■ What you have to do:
Every line from the line containing "MULTIPOLYGON (((355 49, 224" to the end of the data must appear in the answer exactly as it appears there, and nothing else.

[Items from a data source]
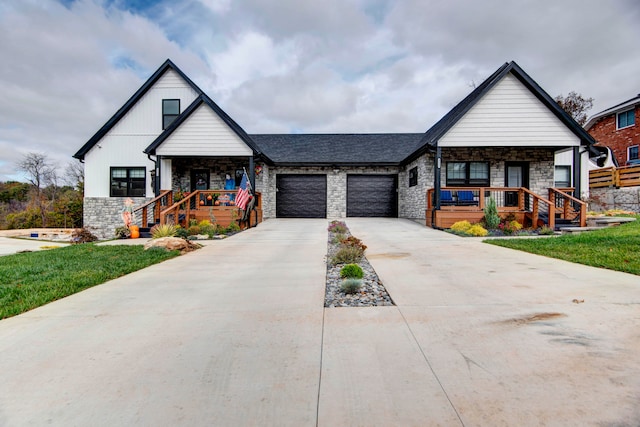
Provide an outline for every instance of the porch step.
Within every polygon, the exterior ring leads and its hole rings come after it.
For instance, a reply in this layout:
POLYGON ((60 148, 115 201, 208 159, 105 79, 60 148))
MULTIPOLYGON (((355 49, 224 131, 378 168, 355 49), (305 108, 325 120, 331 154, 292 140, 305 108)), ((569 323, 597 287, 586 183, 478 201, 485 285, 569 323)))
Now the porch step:
POLYGON ((151 227, 140 227, 140 237, 151 237, 151 227))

■ Final answer:
MULTIPOLYGON (((355 49, 224 131, 378 168, 355 49), (305 108, 325 120, 331 154, 292 140, 305 108)), ((569 323, 597 287, 586 183, 478 201, 485 285, 569 323)))
Now the porch step:
POLYGON ((151 227, 140 227, 140 237, 151 237, 151 227))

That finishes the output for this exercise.